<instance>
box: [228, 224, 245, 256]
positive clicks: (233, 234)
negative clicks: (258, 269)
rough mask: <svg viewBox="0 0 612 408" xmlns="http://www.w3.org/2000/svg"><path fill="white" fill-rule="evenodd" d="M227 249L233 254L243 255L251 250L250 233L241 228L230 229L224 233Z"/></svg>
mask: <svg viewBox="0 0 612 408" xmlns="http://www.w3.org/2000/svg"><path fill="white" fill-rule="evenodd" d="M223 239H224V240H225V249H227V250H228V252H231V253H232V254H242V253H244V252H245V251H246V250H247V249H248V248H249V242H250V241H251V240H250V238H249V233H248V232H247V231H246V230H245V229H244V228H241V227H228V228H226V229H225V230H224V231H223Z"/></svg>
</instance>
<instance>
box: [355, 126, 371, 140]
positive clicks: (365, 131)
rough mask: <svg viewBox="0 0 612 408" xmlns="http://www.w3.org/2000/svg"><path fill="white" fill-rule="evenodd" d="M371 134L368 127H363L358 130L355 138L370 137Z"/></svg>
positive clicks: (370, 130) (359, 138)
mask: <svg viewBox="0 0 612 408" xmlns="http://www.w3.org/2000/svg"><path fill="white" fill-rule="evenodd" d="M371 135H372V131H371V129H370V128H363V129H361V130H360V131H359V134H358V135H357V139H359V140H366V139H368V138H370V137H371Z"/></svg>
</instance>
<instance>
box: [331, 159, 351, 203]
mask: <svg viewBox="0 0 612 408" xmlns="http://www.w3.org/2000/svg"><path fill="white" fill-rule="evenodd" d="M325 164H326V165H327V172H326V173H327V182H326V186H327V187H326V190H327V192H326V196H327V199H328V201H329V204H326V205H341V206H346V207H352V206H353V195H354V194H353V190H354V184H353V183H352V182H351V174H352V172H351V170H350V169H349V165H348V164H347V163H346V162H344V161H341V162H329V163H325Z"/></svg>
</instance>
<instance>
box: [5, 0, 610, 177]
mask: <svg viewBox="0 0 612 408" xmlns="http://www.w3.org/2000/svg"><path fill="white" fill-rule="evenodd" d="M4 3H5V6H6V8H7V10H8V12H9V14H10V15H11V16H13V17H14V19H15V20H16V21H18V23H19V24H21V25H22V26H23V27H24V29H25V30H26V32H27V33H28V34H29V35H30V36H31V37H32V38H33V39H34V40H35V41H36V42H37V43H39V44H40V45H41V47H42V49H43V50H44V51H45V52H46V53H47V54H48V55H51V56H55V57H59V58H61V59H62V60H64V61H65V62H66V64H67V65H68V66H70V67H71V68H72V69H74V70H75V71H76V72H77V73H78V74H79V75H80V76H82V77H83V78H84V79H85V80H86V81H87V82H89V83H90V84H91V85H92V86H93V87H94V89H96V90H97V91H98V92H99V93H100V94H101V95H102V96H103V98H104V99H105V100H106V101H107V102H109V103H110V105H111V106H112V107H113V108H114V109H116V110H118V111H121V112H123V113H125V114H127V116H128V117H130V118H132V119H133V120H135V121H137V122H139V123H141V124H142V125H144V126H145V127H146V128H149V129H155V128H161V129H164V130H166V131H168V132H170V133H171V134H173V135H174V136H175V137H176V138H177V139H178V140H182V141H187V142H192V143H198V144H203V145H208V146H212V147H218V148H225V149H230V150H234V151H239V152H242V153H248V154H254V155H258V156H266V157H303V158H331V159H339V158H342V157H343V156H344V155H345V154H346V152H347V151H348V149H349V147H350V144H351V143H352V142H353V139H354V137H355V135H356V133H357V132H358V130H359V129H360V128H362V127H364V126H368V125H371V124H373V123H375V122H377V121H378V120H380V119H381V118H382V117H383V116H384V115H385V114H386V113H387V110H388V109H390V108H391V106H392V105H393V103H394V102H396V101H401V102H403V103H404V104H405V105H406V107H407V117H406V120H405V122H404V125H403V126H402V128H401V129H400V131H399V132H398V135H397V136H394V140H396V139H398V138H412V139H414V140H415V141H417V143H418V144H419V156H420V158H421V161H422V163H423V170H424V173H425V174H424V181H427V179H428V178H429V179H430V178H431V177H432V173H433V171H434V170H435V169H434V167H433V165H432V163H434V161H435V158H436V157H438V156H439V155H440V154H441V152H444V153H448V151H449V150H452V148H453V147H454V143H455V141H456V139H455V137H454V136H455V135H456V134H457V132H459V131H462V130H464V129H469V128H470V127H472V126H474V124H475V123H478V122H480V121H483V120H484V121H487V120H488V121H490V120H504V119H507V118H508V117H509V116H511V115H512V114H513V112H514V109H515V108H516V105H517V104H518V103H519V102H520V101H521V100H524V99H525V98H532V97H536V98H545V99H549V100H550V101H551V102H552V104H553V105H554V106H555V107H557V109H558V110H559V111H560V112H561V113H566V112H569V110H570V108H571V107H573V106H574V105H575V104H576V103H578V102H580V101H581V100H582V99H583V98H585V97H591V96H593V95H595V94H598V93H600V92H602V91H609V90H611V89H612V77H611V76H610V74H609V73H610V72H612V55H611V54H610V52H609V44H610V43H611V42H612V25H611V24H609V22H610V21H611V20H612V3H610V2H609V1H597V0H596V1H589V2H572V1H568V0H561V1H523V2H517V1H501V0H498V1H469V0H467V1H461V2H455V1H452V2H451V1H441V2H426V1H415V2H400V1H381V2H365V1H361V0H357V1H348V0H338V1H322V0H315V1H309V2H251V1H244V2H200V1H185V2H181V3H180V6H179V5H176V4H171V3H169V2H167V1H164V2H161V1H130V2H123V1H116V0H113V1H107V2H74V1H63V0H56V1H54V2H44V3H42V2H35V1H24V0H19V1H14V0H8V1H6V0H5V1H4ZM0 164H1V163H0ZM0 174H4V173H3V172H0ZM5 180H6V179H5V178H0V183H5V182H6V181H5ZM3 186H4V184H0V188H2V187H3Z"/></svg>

## What needs to be done
Quote the records from their first line to the line with "negative clicks: (258, 269)", inclusive, without adding or dropping anything.

## Solution for this problem
<instance>
box: [228, 224, 245, 256]
positive clicks: (233, 234)
negative clicks: (258, 269)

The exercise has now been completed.